What this exercise asks:
• 1. Rewrite the records from the line containing "Spot the black boot" through the end of the records, inclusive, replacing "put a point on" with "mark" and leaving everything else unchanged. Give only those lines.
• 2. Pick up the family blog post about the spring weather and the boys' sports seasons from where it stops.

Selected extract:
────────────────────────────────────────

Saturday, March 31, 2012

Our house is full of warmth

Today was the first day of the spring soccer season. Ben's team scrimmaged itself -- our opponent never saw the revised schedule and didn't realize our game started an hour earlier. No matter: Our timing is off after a five-month hiatus, so what amounted to an extra practice was beneficial. Michael's team won its game, with Michael playing goalkeeper for the whole game for the first time. He played a great first three-quarters of the game, but he started tiring out near the end in the heat.

Yes, we had heat today in Salt Lake City. It reached 80 degrees -- the earliest 80-degree day ever recorded here. And though I'm happy that spring has seemingly arrived, the warm early weather does present a conundrum: It's too early to turn on the air conditioning in our house, but our upstairs warms up in hurry. Our bedroom, on the southwest corner of the house, gets particularly warm, and the ceiling fan in the room won't spin anymore. We're planning to replace the fan in April (more likely sooner than later), but that's not helping us tonight. We can't get the best breeze through our house, either

Sunday, we get a one-day break: A cold front is moving through (with a possibility of snow tomorrow night). Until then, I'm typing this post in the nice cool basement.

Wednesday, March 28, 2012

The sporting life

Just when basketball ended for the boys, soccer and baseball are starting up. And swimming is right around the corner

The boys' soccer league is stretched over nine months, with eight games in the fall and eight in the spring. After almost five months off, Ben's team, which I coach, resumed practice this week, with its first game set for Saturday. I tried to run the kids a little more (in a fun way, of course) to get them in shape, but it will take a few weeks for them to rediscover all their skills from the fall. Michael's first practice is Friday, followed by his first game Saturday morning.

────────────────────────────────────────

Material supplied:
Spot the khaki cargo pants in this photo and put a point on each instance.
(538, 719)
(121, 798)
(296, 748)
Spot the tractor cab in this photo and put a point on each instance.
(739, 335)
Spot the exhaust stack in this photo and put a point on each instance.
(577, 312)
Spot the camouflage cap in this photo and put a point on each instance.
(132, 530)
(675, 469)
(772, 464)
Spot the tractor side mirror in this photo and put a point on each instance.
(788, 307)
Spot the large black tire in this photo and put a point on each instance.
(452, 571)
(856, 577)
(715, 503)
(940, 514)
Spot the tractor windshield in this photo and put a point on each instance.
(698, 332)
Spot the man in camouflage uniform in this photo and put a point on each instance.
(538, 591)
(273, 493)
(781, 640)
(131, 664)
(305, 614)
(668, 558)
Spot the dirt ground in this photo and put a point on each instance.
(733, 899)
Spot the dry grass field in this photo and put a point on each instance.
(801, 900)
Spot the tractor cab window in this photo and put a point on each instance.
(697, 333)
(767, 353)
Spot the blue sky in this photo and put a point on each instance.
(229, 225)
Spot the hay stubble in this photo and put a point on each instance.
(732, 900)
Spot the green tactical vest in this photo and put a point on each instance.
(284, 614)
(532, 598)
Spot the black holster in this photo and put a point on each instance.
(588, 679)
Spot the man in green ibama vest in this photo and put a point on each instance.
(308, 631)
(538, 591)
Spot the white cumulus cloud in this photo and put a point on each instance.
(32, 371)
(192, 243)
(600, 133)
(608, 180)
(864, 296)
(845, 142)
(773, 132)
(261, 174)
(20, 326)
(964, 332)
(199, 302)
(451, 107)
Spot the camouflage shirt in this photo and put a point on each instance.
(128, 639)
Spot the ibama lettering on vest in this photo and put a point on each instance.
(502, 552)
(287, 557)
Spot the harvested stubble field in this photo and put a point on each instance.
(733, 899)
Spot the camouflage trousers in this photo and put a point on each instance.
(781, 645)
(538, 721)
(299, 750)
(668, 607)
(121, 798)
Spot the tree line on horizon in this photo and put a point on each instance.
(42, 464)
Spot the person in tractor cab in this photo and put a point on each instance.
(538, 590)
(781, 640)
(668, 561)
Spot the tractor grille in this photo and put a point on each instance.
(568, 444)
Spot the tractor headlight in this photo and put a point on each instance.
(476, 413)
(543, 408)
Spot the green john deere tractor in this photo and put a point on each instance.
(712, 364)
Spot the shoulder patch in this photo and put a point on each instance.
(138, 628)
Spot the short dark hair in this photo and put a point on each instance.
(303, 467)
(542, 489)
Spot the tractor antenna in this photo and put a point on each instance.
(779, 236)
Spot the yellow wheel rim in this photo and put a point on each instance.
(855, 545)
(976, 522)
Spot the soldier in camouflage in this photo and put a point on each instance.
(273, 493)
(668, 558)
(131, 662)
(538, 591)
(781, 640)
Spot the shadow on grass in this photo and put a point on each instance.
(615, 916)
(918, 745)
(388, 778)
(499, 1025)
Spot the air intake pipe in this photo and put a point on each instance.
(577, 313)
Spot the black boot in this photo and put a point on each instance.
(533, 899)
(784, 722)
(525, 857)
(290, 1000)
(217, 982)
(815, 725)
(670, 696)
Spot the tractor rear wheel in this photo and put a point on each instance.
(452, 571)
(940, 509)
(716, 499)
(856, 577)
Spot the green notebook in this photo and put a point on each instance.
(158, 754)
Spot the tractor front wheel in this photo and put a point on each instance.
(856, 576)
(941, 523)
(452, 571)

────────────────────────────────────────

Responses in order:
• 1.
Spot the black boot in this photo and mark each instance.
(533, 899)
(784, 722)
(525, 857)
(290, 1000)
(217, 982)
(815, 725)
(670, 696)
Spot the tractor rear wheel in this photo and mark each instance.
(452, 571)
(940, 509)
(716, 499)
(856, 577)
Spot the green notebook in this photo and mark each instance.
(158, 754)
Spot the tractor front wheel in this photo and mark each instance.
(856, 576)
(941, 523)
(452, 571)

• 2.
For baseball, we moved Ben up into a higher division so he can be on the same team as Michael and keep us from a completely psychotic Saturday schedule. Their league is machine pitch, and last year, Ben as a preschooler tried batting at Michael's practice and actually connected a couple times. He's fearless, so I think he will figure it out quickly (and I doubt he will be the shortest one on the team; in fact, he may be in the middle height-wise). Michael, who was hitting the ball so well by the end of last season, might be knocking the snot out of it this year. Practice starts soon, and I'm helping coach again.

Just around the corner is swim team, with practices starting in May and meets in June. Michael is excited to compete (and dive) again, while Ben has looked good enough in swim lessons that he might be ready to be on the team. They will have so much fun in all three sports, but yes, it's three sports that will overlap for a few weeks. I'm going to love watching them, but being a spectator really will be an active sport.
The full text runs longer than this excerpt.